Written exercise ▸
Could you rewrite all the records below with every "draw the outline of" changed to "trace the boundary of" and nothing else altered, leaving the pictures out of your answer?

===== Extracted records

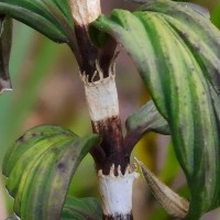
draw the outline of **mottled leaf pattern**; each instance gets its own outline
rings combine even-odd
[[[187,219],[199,219],[220,205],[219,31],[198,11],[168,0],[133,13],[114,10],[92,28],[116,38],[136,64],[187,177]]]

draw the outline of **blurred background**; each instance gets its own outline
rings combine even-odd
[[[193,2],[193,1],[191,1]],[[194,1],[209,9],[212,22],[220,28],[220,0]],[[135,9],[131,1],[102,0],[106,14],[113,8]],[[11,143],[28,129],[43,123],[58,124],[82,136],[91,132],[82,82],[78,66],[66,45],[57,45],[30,28],[14,21],[10,73],[14,92],[1,99],[0,163]],[[117,86],[122,122],[145,103],[150,97],[125,53],[117,59]],[[148,134],[133,152],[160,179],[188,198],[185,177],[173,152],[169,136]],[[86,178],[85,178],[86,177]],[[12,199],[0,178],[0,220],[12,213]],[[135,220],[169,220],[154,200],[145,182],[140,178],[134,189]],[[88,155],[80,164],[69,194],[77,197],[98,196],[94,162]],[[202,220],[220,219],[220,209],[207,213]]]

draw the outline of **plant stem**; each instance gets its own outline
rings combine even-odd
[[[117,43],[110,38],[106,46],[98,50],[89,40],[88,25],[101,13],[100,0],[69,0],[69,6],[92,131],[102,139],[100,146],[91,150],[91,155],[98,170],[103,219],[131,220],[132,186],[138,174],[130,168],[130,154],[124,146],[119,117],[112,62]]]

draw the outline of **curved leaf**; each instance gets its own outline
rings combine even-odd
[[[55,42],[75,46],[67,0],[0,0],[0,13],[30,25]]]
[[[75,198],[68,196],[62,212],[62,220],[101,220],[102,209],[96,198]]]
[[[167,120],[191,194],[187,219],[220,205],[220,33],[197,11],[168,0],[114,10],[94,28],[133,58]]]
[[[133,146],[141,138],[153,131],[161,134],[170,134],[167,121],[157,111],[153,101],[148,101],[136,112],[131,114],[125,122],[128,134],[125,136],[125,146]]]
[[[9,57],[12,41],[12,20],[0,15],[0,91],[11,88]]]
[[[72,176],[97,142],[95,134],[78,138],[51,125],[36,127],[21,136],[3,161],[15,213],[29,220],[61,219]]]
[[[127,130],[129,132],[136,131],[140,135],[150,131],[161,134],[169,134],[168,124],[158,113],[153,101],[148,101],[127,119]]]

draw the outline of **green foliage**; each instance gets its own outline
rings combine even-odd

==========

Result of the task ▸
trace the boundary of **mottled leaf pattern**; each instance gets its own outline
rings combine even-odd
[[[187,219],[199,219],[220,205],[219,31],[198,11],[168,0],[133,13],[114,10],[92,28],[116,38],[136,64],[187,177]]]

trace the boundary of **blurred background**; each instance gets its own outline
rings combine even-odd
[[[193,2],[193,1],[191,1]],[[194,1],[209,9],[212,22],[220,28],[220,0]],[[135,9],[131,1],[102,0],[106,14],[113,8]],[[11,143],[28,129],[43,123],[58,124],[82,136],[91,132],[82,82],[78,66],[66,45],[57,45],[30,28],[14,21],[10,73],[14,92],[1,99],[0,163]],[[117,86],[122,122],[145,103],[150,97],[125,53],[117,59]],[[148,134],[133,152],[160,179],[188,198],[185,177],[173,152],[169,136]],[[86,178],[85,178],[86,177]],[[12,199],[0,178],[0,220],[12,213]],[[135,220],[169,220],[154,200],[145,182],[140,178],[134,189]],[[88,155],[80,164],[69,194],[77,197],[98,196],[94,162]],[[202,220],[220,219],[220,209],[207,213]]]

trace the boundary of **plant stem**; each instance gets its own outline
rings combine even-odd
[[[117,43],[110,38],[106,46],[98,50],[89,40],[88,25],[101,13],[100,0],[69,0],[69,6],[92,131],[102,139],[100,146],[91,150],[91,155],[98,170],[103,219],[131,220],[132,186],[138,174],[130,168],[130,154],[124,146],[119,117],[112,62]]]

trace the boundary of **curved leaf**; each instance gets its own outline
rings combine even-odd
[[[55,42],[75,46],[67,0],[0,0],[0,13],[30,25]]]
[[[75,198],[68,196],[62,212],[62,220],[101,220],[102,209],[96,198]]]
[[[167,120],[191,194],[187,219],[220,205],[220,33],[197,11],[168,0],[114,10],[94,28],[133,58]]]
[[[133,146],[141,138],[153,131],[161,134],[170,134],[167,121],[157,111],[153,101],[148,101],[136,112],[131,114],[125,122],[128,134],[125,136],[125,146]]]
[[[9,57],[12,41],[12,20],[0,15],[0,91],[11,88]]]
[[[72,176],[97,142],[95,134],[78,138],[51,125],[36,127],[21,136],[3,161],[15,213],[29,220],[61,219]]]
[[[127,130],[129,132],[136,131],[140,135],[150,131],[161,134],[169,134],[168,124],[158,113],[153,101],[148,101],[127,119]]]

trace the boundary of **green foliage**; each instance gets its own outline
rings combine even-odd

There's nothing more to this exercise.